Instruction:
Output the full material exactly as it appears here.

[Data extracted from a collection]
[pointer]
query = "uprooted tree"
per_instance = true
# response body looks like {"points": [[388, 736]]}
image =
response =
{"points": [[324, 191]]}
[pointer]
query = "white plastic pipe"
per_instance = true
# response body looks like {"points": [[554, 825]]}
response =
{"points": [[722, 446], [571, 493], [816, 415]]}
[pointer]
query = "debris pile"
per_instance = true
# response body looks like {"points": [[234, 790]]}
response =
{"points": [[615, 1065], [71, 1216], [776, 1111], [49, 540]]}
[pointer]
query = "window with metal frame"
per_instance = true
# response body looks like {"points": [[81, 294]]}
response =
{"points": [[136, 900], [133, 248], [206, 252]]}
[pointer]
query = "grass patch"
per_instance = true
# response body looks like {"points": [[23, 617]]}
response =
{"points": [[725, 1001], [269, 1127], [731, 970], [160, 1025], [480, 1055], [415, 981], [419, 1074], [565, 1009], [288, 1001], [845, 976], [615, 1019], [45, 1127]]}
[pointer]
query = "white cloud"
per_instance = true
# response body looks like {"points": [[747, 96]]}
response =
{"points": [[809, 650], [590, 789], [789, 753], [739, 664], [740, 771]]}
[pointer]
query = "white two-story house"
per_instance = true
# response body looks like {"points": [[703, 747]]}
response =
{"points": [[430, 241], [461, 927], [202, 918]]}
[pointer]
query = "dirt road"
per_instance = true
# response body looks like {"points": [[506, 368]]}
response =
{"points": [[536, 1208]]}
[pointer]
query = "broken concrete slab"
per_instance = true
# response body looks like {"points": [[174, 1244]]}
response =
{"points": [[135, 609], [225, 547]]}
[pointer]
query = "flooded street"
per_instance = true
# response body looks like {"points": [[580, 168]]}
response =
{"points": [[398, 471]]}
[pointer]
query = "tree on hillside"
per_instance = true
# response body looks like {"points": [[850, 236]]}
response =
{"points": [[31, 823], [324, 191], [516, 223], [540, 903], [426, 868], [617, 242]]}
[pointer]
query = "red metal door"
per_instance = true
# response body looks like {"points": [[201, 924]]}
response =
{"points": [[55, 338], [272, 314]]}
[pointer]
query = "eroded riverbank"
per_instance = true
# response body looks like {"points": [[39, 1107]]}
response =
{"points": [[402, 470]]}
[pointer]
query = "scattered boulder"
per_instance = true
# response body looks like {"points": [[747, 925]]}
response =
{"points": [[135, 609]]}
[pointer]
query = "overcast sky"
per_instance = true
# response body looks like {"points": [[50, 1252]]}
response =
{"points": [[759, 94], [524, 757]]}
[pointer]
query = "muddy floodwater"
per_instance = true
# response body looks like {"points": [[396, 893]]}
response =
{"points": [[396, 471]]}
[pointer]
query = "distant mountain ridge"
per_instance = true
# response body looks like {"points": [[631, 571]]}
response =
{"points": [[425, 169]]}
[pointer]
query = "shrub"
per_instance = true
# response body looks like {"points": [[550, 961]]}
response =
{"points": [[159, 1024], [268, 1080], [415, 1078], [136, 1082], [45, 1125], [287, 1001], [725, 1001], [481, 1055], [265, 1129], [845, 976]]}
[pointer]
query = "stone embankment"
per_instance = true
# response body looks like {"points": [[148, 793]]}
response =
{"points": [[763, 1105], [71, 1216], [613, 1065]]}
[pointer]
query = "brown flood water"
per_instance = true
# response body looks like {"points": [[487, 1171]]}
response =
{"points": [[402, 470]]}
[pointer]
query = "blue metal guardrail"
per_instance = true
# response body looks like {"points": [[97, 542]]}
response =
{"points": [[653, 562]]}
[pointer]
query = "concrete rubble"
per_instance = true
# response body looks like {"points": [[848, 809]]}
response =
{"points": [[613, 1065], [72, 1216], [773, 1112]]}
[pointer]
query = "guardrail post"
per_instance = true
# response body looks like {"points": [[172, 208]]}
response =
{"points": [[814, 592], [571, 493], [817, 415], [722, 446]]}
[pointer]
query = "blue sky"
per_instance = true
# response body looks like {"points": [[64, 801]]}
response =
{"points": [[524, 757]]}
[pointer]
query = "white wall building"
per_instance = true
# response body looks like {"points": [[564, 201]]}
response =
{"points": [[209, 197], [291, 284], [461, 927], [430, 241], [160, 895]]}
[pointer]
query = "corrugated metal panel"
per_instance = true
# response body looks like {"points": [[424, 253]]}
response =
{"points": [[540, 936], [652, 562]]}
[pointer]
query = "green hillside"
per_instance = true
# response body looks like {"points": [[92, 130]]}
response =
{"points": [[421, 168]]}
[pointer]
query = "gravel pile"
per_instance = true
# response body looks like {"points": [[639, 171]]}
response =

Solution to this problem:
[pointer]
query = "uprooted tree"
per_instance = true
# response body looks like {"points": [[388, 736]]}
image =
response =
{"points": [[324, 191]]}
[pointer]
query = "white plastic pipe"
per_instance = true
# response body looks like {"points": [[554, 825]]}
response =
{"points": [[722, 446], [571, 493], [816, 415]]}
[pointer]
query = "debris pile"
per_instance = true
# response body looks like {"points": [[234, 790]]}
response =
{"points": [[615, 1065], [71, 1216], [776, 1111], [49, 540]]}
[pointer]
query = "window with metal frame"
per_instance = true
# response body looks like {"points": [[81, 294]]}
response =
{"points": [[136, 900], [133, 248], [206, 252]]}
[pointer]
query = "grass patch"
per_instance = true
# response body looks like {"points": [[23, 617]]}
response =
{"points": [[725, 1001], [269, 1127], [731, 970], [160, 1025], [480, 1055], [415, 981], [419, 1074], [565, 1009], [288, 1001], [845, 976], [615, 1019], [45, 1127]]}
[pointer]
query = "white cloud"
per_instance = true
# response body looks like {"points": [[747, 96]]}
response =
{"points": [[809, 650], [590, 789], [789, 753], [739, 664], [740, 771]]}
[pointer]
query = "white two-story house"
per_instance = true
# response body looks like {"points": [[703, 747]]}
response =
{"points": [[430, 241], [461, 927], [202, 918]]}
[pointer]
query = "dirt road"
per_instance = true
# response body looks like {"points": [[506, 368]]}
response =
{"points": [[536, 1208]]}
[pointer]
query = "broken concrete slab"
per_instance = true
# response body looks like {"points": [[174, 1244]]}
response =
{"points": [[135, 609], [225, 547]]}
[pointer]
query = "flooded street"
per_instance = true
# response body looks like {"points": [[580, 168]]}
response =
{"points": [[398, 471]]}
[pointer]
query = "tree on hillside"
per_instance = true
# response body looks like {"points": [[850, 236]]}
response =
{"points": [[31, 823], [324, 191], [516, 223], [540, 903], [426, 868], [617, 242]]}
[pointer]
query = "red metal door"
per_instance = true
# response body looks like {"points": [[201, 924]]}
response =
{"points": [[55, 338], [272, 314]]}
[pointer]
query = "eroded riverbank"
per_instance = true
# response body looks like {"points": [[39, 1107]]}
response =
{"points": [[402, 470]]}
[pointer]
query = "scattered boulder"
per_instance = true
# response body looks like {"points": [[747, 925]]}
response =
{"points": [[135, 609]]}
[pointer]
query = "overcast sky"
per_instance = true
# response body looks like {"points": [[50, 1252]]}
response =
{"points": [[759, 94], [524, 757]]}
[pointer]
query = "muddy floodwater"
per_instance = true
# response body looks like {"points": [[396, 893]]}
response =
{"points": [[396, 471]]}
[pointer]
query = "distant mountain ridge"
per_instance = true
# response body looks like {"points": [[631, 571]]}
response =
{"points": [[425, 169]]}
[pointer]
query = "shrub"
per_instance = true
# response body looks like {"points": [[550, 961]]}
response =
{"points": [[159, 1024], [268, 1080], [415, 1078], [136, 1082], [45, 1125], [287, 1001], [725, 1001], [481, 1055], [265, 1129], [845, 976]]}
[pointer]
query = "stone embankment"
per_instance = true
# response body looks like {"points": [[148, 793]]}
response =
{"points": [[763, 1105], [71, 1216], [613, 1065]]}
[pointer]
query = "brown flood water"
per_instance = true
# response body looks like {"points": [[487, 1171]]}
response =
{"points": [[402, 470]]}
[pointer]
query = "blue metal guardrail"
per_instance = true
# response body looks like {"points": [[97, 542]]}
response =
{"points": [[653, 562]]}
[pointer]
query = "concrete rubble"
per_instance = true
# response body looks like {"points": [[848, 809]]}
response =
{"points": [[613, 1065], [72, 1216], [773, 1112]]}
[pointer]
query = "guardrail post"
per_instance = true
# response body looks like {"points": [[172, 208]]}
response =
{"points": [[814, 592], [571, 493], [817, 415], [722, 446]]}
[pointer]
query = "blue sky"
per_instance = true
# response body looks like {"points": [[64, 801]]}
response =
{"points": [[524, 757]]}
[pointer]
query = "white wall building"
per_instance = true
# response body looks like {"points": [[564, 201]]}
response =
{"points": [[209, 197], [291, 284], [461, 927], [430, 241], [160, 895]]}
[pointer]
query = "corrugated metal panel"
per_instance = true
# response body looks like {"points": [[424, 253]]}
response =
{"points": [[540, 936], [652, 562]]}
[pointer]
query = "green hillside"
per_instance = true
# response body looks like {"points": [[92, 130]]}
response =
{"points": [[421, 168]]}
[pointer]
query = "gravel pile"
per_instance = true
# response body looks like {"points": [[639, 171]]}
response =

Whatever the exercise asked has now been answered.